**WHAT IS BEING ASKED:** Can you copy out all the data below, substituting "chalk cliff" for each occurrence of "limestone cliff" and leaving everything else unchanged?

**SOURCE DATA:**

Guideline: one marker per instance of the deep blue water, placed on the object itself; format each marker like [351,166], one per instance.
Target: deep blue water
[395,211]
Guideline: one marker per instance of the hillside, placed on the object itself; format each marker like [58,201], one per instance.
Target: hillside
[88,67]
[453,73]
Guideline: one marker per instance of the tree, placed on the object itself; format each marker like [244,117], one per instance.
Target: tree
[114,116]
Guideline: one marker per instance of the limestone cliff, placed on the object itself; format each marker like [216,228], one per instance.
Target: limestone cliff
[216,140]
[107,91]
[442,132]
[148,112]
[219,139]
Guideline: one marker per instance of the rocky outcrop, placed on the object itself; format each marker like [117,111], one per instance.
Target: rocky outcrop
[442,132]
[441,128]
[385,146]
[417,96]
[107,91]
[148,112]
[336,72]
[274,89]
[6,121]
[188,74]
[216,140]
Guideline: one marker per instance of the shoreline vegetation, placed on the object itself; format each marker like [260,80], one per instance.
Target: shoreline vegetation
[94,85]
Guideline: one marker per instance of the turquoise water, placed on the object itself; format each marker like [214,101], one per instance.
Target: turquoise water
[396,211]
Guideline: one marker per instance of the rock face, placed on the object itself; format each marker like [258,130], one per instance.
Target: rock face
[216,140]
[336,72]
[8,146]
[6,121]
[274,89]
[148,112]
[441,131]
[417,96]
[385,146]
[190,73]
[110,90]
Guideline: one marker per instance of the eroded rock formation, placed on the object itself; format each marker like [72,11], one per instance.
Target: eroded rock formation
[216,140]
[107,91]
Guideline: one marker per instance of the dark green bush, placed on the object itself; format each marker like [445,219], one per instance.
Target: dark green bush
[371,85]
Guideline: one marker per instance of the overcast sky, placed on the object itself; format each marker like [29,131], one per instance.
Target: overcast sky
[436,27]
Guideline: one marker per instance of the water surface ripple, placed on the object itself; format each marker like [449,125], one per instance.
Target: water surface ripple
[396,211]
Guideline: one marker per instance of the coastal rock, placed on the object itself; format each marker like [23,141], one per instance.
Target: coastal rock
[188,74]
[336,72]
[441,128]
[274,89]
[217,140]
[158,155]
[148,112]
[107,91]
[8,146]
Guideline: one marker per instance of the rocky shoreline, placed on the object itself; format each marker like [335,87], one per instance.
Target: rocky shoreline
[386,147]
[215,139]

**OUTPUT OF THE EXERCISE:**
Guideline: one marker per instance of the deep blue water, placed on the object itself; format each marker like [351,166], one per instance.
Target: deep blue water
[395,211]
Guideline: one marker per instance of the hillside, placed on the object itself; format each marker like [58,201], one per instance.
Target: hillside
[88,67]
[453,73]
Guideline: one marker per instance of the tree, placed on the object itself; format each marker like [244,117], one per instance.
Target: tree
[114,116]
Guideline: one marker per instance of the chalk cliff, placed on the object itself; format each marker like [216,228], one per instance.
Target: chalk cliff
[216,140]
[107,91]
[442,132]
[148,112]
[219,139]
Guideline: one marker per instance of the rocky outcrop, placed on the object itself; format each marker like [117,111], one per instance.
Target: rocky outcrop
[442,132]
[441,128]
[385,146]
[417,96]
[107,91]
[148,112]
[336,72]
[274,89]
[6,121]
[188,74]
[216,140]
Guideline: one marker per instance of the shoreline vegetation, placed on the object itself; format each marker like [260,80], one per instance.
Target: shoreline vegetation
[94,85]
Guideline: one marker per instance of the turquoise water, placed on the object itself; format each marker like [214,101], one per instance.
Target: turquoise water
[396,211]
Guideline: one marker per instance of the rock face, placed on the object itself; format each marker like [258,130], one per instance.
Target: rock face
[216,140]
[336,72]
[8,146]
[6,121]
[274,89]
[148,112]
[441,131]
[417,96]
[385,146]
[190,73]
[110,90]
Guideline: one marker per instance of the eroded rock formation, placed on the object itself; format each marker like [72,11], one per instance.
Target: eroded rock formation
[216,140]
[107,91]
Guideline: one marker per instance of the dark green bush, placed on the object itself; format each marker like [445,219], one per instance.
Target: dark green bush
[371,85]
Guideline: one marker per instance of the overcast sky, placed on the object itself; format each marker like [29,131], one per instance.
Target: overcast sky
[436,27]
Guideline: one marker per instance of the water surface ripple, placed on the object itself; format each marker like [449,125], one per instance.
Target: water surface ripple
[396,211]
Guideline: one marker per instance of the coastal rock, placed on the object itself; format each marker like [23,141], one per instance.
Target: coastal rock
[188,74]
[336,72]
[441,128]
[274,89]
[217,140]
[158,155]
[148,112]
[107,91]
[8,146]
Guideline: one marker per instance of the rocky shoreline, placed on the object itself; format each marker like [335,87], one per instance.
Target: rocky shoreline
[386,147]
[215,139]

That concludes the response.